What the task asks: If a line contains "Target: brick building", it is the last one to write out; begin with the first line of the records and copy each exactly.

Information:
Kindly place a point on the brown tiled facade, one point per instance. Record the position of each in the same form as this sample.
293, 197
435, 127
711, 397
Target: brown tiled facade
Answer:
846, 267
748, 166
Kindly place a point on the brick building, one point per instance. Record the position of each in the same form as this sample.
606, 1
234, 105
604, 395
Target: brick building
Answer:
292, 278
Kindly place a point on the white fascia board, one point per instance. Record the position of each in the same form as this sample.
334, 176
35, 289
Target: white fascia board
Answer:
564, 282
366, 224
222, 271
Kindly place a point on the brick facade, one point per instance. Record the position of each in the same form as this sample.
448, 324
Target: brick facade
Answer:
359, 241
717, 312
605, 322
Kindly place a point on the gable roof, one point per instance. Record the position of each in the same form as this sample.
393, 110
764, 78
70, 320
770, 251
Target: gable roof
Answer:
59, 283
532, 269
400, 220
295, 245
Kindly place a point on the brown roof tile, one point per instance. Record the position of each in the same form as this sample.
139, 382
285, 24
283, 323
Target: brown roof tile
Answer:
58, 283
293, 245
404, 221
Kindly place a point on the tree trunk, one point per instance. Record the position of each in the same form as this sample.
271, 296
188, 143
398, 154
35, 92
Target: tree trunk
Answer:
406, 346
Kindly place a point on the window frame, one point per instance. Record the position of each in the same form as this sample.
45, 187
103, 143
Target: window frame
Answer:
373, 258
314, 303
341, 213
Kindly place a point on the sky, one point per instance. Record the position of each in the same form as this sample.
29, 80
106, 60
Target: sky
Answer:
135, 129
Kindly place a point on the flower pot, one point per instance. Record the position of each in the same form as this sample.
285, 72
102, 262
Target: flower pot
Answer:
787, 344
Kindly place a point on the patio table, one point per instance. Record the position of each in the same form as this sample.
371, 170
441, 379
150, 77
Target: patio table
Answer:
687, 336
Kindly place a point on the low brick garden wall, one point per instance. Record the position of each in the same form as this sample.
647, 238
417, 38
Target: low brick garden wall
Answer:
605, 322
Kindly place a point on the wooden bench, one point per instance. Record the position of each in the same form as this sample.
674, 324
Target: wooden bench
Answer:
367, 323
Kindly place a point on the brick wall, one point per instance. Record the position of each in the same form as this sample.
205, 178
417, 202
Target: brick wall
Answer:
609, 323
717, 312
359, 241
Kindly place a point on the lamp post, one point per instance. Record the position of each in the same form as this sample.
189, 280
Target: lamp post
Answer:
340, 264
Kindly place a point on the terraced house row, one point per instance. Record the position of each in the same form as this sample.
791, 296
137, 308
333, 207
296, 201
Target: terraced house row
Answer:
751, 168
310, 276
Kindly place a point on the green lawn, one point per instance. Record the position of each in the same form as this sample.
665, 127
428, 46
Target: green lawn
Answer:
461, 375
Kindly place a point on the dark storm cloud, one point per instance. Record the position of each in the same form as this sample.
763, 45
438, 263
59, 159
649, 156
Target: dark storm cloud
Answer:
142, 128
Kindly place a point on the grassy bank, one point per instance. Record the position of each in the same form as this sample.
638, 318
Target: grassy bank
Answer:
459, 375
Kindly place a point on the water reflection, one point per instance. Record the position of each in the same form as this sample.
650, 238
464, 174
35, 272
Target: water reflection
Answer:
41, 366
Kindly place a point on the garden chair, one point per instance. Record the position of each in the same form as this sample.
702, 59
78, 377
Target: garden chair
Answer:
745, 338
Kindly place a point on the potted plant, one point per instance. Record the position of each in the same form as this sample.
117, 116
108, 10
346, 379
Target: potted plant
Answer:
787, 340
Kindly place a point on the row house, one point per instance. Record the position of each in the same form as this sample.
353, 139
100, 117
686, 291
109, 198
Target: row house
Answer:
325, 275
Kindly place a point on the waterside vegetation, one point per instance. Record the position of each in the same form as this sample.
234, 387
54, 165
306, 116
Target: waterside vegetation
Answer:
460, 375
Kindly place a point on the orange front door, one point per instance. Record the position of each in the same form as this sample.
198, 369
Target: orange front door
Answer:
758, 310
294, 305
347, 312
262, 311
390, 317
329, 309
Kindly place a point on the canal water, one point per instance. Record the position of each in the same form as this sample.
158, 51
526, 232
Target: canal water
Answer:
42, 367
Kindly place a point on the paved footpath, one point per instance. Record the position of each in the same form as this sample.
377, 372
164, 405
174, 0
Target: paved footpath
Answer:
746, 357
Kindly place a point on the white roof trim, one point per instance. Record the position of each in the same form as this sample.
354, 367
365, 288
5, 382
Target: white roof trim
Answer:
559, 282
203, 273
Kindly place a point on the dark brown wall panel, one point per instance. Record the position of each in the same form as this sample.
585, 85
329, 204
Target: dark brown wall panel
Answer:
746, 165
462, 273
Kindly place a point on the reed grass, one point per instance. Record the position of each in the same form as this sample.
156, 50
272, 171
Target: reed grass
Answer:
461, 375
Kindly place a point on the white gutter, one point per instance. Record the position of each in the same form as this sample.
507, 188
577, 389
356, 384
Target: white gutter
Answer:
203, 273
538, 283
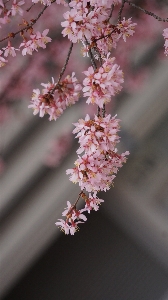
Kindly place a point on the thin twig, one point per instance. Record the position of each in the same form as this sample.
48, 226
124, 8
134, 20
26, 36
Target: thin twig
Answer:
62, 71
111, 11
66, 62
28, 9
91, 55
147, 12
103, 110
120, 11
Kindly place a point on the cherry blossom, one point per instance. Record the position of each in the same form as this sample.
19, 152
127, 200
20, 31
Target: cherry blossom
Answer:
126, 28
9, 50
96, 169
92, 202
55, 98
16, 8
3, 61
103, 83
37, 40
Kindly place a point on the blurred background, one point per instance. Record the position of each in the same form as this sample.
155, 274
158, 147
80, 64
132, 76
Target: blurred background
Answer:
121, 253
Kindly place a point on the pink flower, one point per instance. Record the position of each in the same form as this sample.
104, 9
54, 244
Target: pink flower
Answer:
70, 228
99, 86
54, 99
93, 202
44, 2
16, 8
9, 50
126, 28
3, 61
95, 170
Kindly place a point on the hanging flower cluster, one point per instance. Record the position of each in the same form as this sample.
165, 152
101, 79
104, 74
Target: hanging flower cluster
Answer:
95, 170
103, 83
55, 97
89, 22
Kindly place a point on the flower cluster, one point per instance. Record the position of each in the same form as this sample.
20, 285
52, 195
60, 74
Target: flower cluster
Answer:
89, 22
96, 169
37, 40
74, 216
165, 34
103, 83
55, 98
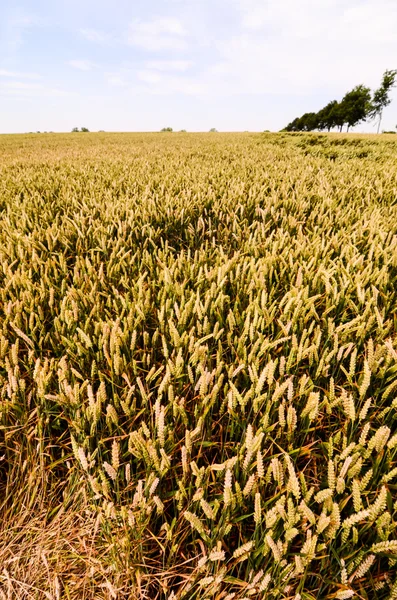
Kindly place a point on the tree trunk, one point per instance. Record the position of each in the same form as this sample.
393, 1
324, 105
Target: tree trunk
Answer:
380, 121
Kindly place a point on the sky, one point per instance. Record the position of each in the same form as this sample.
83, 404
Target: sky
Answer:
236, 65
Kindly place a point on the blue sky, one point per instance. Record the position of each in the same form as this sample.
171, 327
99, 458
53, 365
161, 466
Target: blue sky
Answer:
235, 65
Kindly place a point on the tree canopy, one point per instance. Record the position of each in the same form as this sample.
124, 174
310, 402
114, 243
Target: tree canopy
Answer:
356, 106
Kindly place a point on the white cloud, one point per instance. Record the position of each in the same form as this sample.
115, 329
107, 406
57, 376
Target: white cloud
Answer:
18, 74
81, 64
162, 33
116, 80
149, 76
29, 90
169, 65
92, 35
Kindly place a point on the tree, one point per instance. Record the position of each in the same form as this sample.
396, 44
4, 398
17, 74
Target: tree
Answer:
326, 116
381, 97
355, 106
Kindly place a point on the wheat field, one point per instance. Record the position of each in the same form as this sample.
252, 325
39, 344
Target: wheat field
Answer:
198, 366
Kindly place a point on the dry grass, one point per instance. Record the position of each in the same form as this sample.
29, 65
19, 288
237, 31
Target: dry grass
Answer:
198, 378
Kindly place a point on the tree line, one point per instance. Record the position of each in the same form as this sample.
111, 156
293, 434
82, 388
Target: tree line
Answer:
356, 106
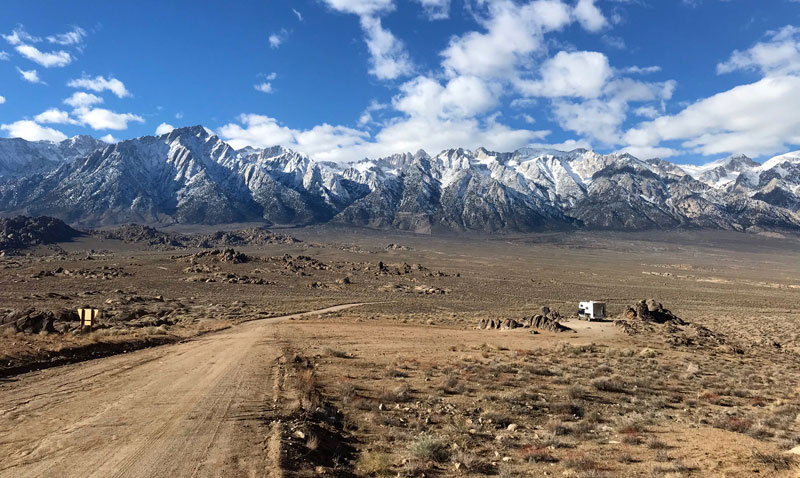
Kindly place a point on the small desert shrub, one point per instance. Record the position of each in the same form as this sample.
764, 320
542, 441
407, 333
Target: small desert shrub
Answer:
347, 391
569, 410
452, 385
558, 428
760, 432
335, 353
758, 401
429, 448
632, 439
576, 392
392, 372
713, 398
609, 384
656, 444
626, 458
734, 424
497, 419
582, 464
472, 462
374, 463
395, 395
777, 461
533, 454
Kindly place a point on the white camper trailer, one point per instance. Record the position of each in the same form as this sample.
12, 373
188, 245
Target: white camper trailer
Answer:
592, 310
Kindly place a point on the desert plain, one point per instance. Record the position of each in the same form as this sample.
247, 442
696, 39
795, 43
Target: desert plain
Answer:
348, 352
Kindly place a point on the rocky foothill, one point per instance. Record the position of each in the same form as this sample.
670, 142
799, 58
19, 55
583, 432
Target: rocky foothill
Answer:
547, 320
152, 237
22, 232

Result for this task:
Kindly place a point on the brown tiled facade, one point per instance. Record the position of each in the same form as this sample.
293, 197
435, 127
711, 397
Target: brown tiled facade
Answer:
846, 267
748, 166
Kindly place a point on the brick building, one point per instance. Record the position of each in the same form as this sample.
606, 1
234, 105
604, 395
Target: brick building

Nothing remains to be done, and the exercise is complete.